== Segment start ==
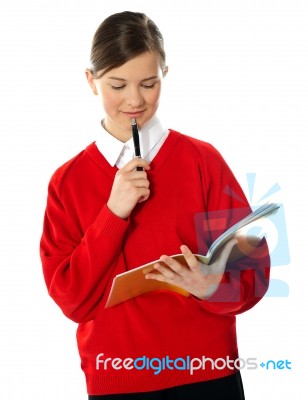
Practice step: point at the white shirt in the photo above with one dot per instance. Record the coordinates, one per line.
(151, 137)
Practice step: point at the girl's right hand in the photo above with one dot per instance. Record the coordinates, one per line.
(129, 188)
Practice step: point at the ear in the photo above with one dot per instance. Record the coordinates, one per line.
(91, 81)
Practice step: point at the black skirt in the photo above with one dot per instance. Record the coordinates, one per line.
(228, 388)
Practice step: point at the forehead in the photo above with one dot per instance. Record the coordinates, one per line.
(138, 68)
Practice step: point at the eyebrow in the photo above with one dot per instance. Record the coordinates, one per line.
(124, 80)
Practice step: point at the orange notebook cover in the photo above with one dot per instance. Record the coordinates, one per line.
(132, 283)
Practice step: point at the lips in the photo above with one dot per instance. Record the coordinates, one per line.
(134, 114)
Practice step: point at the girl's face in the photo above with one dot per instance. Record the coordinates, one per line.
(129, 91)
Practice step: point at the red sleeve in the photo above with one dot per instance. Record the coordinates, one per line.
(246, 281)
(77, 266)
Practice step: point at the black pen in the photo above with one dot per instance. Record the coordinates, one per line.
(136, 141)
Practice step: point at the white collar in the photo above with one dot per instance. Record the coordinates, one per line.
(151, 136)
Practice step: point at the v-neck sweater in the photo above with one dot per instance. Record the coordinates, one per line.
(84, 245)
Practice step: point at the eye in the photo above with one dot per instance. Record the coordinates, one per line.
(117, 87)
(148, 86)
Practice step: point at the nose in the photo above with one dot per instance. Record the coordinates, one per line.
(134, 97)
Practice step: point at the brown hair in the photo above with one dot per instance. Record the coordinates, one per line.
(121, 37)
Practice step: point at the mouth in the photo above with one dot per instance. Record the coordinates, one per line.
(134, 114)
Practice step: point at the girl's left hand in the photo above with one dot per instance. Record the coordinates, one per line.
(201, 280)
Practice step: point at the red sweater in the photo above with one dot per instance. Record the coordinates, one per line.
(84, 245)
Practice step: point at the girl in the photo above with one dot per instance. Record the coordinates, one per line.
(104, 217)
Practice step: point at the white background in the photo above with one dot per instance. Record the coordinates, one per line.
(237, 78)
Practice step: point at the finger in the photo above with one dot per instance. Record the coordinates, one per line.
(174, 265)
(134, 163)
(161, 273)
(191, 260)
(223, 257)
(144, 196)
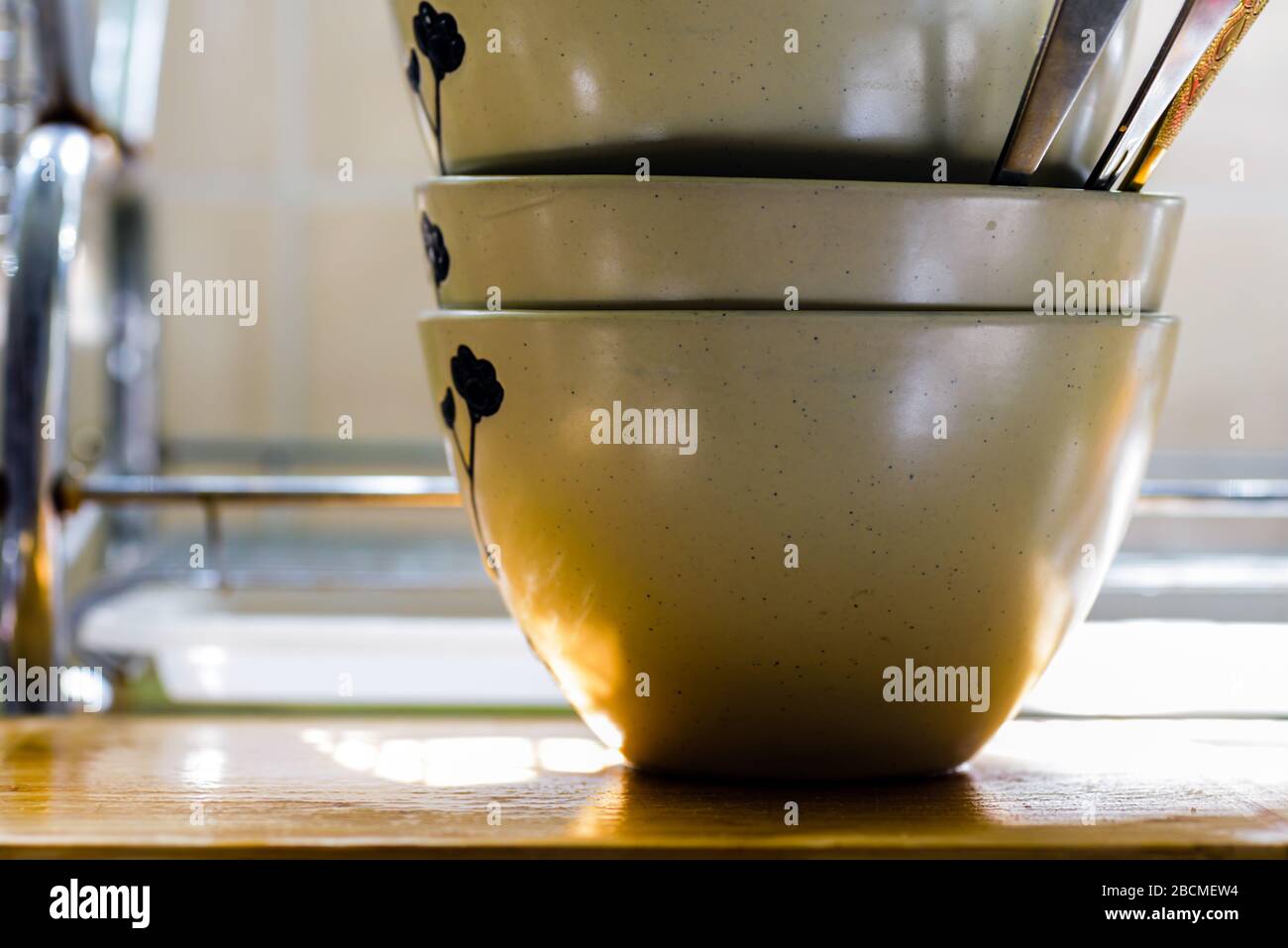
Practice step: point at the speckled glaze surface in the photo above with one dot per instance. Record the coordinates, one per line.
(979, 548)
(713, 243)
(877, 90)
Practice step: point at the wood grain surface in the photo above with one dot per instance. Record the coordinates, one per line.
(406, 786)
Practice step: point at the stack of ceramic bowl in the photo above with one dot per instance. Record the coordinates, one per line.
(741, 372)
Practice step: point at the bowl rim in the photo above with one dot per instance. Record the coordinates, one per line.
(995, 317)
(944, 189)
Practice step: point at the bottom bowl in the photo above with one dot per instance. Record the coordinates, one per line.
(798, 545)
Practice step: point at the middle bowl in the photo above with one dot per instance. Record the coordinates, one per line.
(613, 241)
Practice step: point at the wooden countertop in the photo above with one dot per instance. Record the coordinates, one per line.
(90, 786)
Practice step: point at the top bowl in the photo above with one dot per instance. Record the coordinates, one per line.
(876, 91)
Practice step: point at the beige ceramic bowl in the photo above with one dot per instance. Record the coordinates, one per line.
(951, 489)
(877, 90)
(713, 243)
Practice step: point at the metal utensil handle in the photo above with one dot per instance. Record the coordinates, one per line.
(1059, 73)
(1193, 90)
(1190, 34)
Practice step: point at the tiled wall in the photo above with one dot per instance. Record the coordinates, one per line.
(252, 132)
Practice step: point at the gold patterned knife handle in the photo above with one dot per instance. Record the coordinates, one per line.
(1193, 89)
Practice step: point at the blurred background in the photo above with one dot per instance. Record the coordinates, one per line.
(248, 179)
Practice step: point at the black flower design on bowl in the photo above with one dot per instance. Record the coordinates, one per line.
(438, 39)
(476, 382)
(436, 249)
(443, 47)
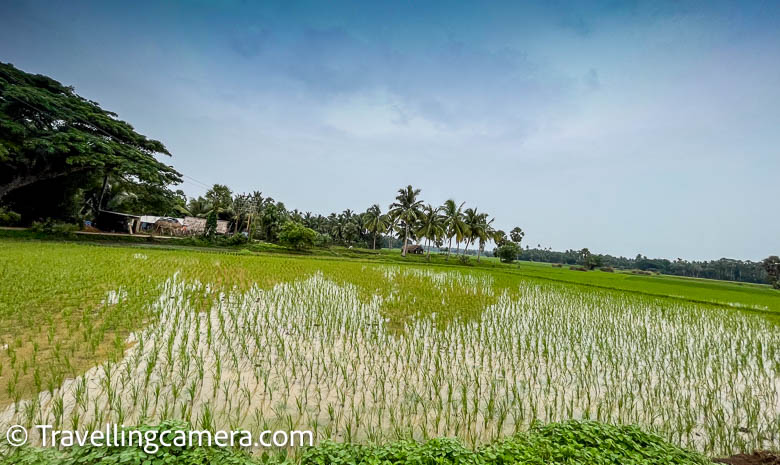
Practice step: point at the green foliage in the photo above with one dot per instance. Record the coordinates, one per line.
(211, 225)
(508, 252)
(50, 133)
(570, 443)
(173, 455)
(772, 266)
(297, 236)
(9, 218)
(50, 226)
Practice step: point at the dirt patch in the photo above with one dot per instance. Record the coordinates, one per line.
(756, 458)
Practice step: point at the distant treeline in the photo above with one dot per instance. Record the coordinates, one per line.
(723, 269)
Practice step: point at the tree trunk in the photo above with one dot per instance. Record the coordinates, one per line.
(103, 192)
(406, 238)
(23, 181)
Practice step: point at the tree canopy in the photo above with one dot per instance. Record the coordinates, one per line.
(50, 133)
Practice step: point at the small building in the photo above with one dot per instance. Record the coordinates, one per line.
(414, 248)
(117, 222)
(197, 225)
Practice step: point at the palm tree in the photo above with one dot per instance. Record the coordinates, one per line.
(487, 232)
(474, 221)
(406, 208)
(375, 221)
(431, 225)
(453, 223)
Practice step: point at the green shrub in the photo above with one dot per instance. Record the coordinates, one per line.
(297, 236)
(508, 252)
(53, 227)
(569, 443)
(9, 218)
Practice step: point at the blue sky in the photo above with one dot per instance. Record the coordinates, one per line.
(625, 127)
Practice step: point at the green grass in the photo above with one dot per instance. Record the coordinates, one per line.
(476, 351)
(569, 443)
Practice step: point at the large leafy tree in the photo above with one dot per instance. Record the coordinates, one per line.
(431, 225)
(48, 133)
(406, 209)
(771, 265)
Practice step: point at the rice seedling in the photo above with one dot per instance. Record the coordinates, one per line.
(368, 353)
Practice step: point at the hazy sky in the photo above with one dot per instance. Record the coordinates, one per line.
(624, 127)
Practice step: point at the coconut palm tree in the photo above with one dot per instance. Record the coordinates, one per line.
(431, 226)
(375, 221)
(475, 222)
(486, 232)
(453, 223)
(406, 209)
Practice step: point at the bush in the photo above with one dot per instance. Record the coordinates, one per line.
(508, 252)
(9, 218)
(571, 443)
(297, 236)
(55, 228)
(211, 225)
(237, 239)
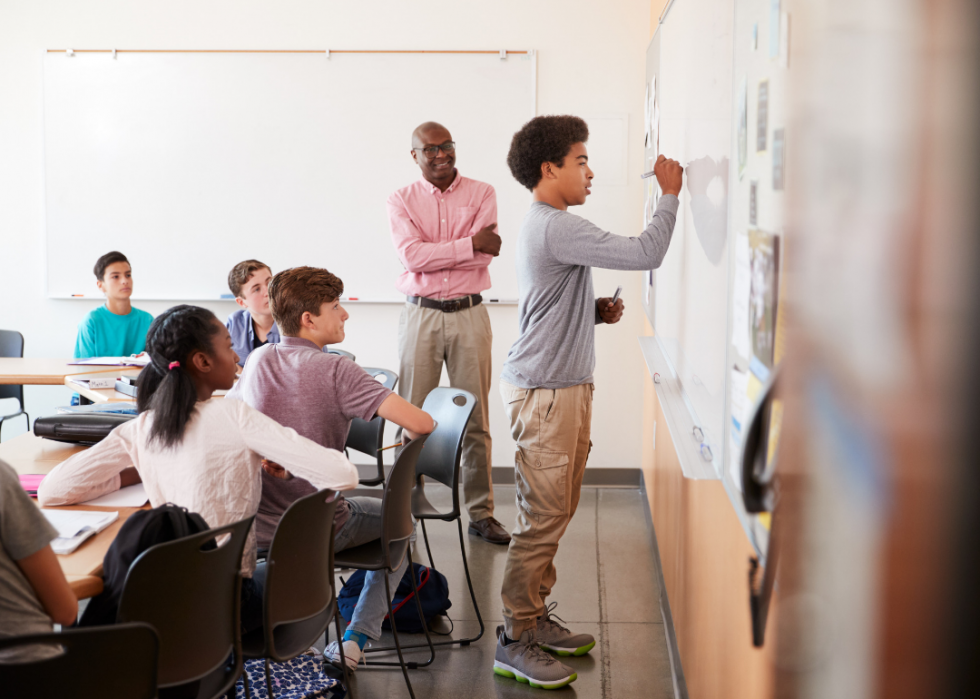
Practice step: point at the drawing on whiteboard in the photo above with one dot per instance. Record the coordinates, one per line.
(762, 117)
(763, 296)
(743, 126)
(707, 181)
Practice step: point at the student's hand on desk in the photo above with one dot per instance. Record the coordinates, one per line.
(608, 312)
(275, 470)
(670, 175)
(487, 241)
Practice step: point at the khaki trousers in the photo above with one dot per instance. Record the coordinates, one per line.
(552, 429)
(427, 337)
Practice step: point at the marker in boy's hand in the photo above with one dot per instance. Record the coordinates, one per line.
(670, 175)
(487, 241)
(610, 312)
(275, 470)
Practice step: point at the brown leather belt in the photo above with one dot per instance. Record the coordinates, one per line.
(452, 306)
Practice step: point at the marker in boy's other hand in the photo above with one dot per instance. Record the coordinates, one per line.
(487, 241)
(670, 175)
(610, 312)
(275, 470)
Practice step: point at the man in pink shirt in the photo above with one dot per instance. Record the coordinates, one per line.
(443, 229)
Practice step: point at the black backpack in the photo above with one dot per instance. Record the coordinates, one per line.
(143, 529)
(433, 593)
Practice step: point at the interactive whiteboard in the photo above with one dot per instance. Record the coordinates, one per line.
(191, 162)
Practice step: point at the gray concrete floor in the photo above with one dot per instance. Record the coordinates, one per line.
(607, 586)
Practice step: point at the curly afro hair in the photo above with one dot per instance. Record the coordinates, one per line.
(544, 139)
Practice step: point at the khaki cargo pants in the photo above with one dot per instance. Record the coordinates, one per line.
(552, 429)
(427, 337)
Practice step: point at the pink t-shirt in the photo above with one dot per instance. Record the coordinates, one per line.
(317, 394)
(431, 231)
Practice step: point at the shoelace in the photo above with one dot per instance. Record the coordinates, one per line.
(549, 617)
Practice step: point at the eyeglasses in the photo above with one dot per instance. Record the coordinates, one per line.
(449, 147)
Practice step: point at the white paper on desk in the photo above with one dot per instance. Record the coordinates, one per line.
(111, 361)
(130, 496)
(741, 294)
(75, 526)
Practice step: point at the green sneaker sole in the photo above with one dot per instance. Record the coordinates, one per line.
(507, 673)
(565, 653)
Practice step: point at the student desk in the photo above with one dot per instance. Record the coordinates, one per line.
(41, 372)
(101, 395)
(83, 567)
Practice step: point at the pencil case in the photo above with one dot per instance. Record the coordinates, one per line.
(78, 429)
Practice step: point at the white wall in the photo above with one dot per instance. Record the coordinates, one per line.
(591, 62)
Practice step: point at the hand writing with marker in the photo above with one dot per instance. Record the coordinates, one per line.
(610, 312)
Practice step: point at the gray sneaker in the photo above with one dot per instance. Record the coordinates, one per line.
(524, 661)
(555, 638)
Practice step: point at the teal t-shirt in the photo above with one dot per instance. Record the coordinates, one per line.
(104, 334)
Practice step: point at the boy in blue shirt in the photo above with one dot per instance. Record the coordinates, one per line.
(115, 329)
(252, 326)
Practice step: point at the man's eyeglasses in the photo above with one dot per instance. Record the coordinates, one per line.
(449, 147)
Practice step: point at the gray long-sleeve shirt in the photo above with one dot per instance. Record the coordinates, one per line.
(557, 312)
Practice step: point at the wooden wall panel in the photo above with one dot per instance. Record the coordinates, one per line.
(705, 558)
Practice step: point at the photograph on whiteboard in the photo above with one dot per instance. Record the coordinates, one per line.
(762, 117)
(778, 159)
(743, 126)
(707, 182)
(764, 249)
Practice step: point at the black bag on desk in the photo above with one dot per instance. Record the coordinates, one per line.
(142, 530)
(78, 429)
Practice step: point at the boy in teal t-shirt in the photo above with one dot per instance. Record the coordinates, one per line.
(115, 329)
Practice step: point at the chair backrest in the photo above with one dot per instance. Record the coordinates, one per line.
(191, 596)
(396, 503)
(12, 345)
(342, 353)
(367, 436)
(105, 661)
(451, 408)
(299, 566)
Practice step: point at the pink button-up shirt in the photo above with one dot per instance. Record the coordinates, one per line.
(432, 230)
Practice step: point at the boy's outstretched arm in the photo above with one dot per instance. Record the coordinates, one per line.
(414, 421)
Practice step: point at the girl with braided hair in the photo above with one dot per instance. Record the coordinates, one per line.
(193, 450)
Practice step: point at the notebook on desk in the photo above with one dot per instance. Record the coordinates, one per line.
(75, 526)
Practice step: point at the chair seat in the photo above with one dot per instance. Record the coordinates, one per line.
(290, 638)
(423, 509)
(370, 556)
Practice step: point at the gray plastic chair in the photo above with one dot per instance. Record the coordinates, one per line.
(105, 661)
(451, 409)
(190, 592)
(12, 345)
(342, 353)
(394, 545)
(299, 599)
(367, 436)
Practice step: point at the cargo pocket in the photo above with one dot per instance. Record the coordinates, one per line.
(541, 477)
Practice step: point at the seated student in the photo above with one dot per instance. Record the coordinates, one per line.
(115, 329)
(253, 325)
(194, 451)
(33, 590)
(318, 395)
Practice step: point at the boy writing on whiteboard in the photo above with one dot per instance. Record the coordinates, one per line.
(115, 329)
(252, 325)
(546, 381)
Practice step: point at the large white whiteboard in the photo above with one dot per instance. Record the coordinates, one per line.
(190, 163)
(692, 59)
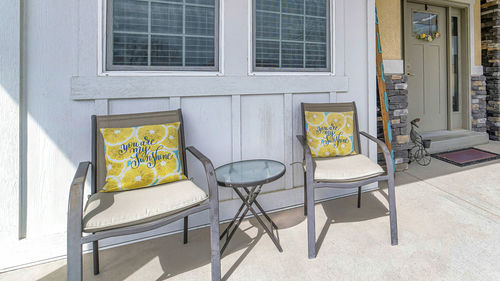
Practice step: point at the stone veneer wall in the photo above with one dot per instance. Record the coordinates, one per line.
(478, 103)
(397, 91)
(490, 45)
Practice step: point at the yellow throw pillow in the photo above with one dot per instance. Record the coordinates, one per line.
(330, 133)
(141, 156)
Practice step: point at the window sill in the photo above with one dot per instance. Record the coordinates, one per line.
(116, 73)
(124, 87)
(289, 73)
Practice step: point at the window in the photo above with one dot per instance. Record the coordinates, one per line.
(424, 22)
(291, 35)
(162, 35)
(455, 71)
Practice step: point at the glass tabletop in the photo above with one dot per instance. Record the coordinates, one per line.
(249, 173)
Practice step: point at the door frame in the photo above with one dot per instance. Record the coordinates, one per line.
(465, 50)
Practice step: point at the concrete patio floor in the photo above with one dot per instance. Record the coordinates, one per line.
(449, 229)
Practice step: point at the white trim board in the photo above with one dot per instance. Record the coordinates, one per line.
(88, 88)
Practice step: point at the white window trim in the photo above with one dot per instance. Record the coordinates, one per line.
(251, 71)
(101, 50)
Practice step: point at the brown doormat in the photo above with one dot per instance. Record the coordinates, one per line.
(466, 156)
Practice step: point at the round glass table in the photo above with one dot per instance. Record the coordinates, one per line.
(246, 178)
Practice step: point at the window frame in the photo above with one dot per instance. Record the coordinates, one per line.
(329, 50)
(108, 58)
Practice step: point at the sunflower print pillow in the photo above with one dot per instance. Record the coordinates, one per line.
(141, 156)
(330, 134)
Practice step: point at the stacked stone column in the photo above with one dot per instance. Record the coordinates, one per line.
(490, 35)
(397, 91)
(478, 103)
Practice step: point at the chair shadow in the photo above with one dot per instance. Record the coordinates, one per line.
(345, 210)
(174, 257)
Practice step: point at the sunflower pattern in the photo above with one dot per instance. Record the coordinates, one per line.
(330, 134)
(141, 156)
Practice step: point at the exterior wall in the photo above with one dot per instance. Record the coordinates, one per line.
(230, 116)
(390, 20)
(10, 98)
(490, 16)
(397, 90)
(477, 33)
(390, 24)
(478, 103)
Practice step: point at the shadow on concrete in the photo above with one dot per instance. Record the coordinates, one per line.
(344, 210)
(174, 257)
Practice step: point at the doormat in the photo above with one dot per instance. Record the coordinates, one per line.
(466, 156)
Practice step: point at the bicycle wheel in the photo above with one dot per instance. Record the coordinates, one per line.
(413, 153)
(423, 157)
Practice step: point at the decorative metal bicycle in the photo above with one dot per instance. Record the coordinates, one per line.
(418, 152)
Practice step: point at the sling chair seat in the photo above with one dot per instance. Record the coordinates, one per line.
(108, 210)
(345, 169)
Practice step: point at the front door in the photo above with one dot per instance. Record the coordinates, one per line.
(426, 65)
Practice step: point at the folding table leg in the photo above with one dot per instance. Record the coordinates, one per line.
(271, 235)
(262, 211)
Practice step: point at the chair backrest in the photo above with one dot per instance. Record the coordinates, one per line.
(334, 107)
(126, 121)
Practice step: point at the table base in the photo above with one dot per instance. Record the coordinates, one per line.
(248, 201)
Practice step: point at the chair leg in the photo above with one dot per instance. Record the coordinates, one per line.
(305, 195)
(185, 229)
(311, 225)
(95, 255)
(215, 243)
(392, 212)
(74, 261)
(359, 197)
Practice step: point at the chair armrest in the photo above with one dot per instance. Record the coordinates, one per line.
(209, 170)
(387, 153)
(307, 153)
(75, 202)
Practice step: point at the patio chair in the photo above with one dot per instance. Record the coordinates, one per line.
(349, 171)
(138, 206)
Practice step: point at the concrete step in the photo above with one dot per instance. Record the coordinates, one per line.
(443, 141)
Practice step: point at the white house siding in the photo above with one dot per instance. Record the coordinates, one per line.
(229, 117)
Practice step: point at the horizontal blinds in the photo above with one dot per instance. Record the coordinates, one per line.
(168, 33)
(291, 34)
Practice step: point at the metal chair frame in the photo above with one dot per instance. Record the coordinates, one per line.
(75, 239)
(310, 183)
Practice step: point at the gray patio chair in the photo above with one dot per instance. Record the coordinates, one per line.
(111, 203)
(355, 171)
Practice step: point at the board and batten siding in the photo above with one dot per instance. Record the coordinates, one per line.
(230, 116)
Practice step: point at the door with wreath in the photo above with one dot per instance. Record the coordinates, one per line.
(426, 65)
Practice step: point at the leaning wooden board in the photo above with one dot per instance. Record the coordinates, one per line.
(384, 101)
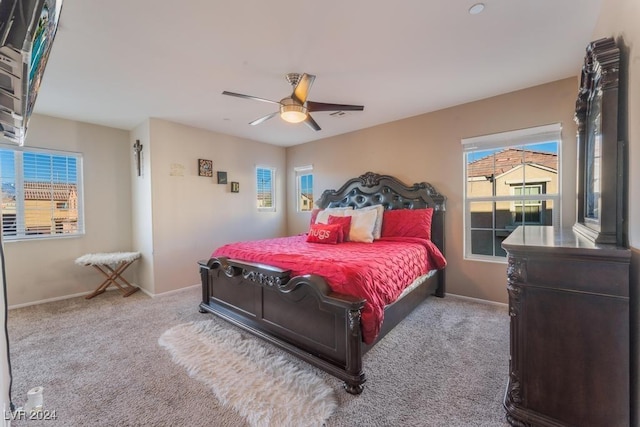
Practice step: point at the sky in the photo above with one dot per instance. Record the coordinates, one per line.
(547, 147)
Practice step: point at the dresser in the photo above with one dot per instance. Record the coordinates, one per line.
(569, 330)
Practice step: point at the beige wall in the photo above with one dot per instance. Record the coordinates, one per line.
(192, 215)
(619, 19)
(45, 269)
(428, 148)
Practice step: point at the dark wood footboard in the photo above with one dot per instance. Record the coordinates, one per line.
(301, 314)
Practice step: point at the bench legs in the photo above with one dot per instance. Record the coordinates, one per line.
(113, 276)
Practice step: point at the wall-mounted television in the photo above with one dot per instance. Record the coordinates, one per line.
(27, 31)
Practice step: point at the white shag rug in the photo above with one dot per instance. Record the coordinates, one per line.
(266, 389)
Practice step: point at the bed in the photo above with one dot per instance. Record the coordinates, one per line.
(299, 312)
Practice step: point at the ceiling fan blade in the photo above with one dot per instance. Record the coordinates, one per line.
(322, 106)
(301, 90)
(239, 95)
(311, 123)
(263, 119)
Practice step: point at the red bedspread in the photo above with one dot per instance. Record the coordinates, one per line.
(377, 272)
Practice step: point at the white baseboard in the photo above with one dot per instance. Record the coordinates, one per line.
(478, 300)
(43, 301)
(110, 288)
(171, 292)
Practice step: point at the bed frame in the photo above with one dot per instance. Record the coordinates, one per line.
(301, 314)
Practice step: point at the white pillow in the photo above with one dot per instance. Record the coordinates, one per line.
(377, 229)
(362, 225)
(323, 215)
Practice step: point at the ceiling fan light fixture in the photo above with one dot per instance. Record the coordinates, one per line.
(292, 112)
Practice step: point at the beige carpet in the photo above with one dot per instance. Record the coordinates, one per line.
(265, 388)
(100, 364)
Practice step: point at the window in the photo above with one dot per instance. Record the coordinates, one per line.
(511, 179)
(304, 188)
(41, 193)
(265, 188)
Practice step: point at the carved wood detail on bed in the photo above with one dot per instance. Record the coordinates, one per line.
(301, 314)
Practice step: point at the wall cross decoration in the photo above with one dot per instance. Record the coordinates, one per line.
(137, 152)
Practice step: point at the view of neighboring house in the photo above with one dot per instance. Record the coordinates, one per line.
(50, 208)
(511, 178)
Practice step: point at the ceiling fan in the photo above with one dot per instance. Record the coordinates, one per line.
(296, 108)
== Segment end ==
> What to produce: Return exactly the lines from the line holding "Practice step: point at the view" to the last line of the data, with both of those lines included and nothing added.

> Answer to this task:
Practice step: point at the view of neighboring house in the photo above with one dot per instance. Record the coordinates, one per line.
(50, 208)
(511, 178)
Practice step: point at the ceiling fan in the photo above with one dot per instance. Record the coordinates, one per line.
(296, 108)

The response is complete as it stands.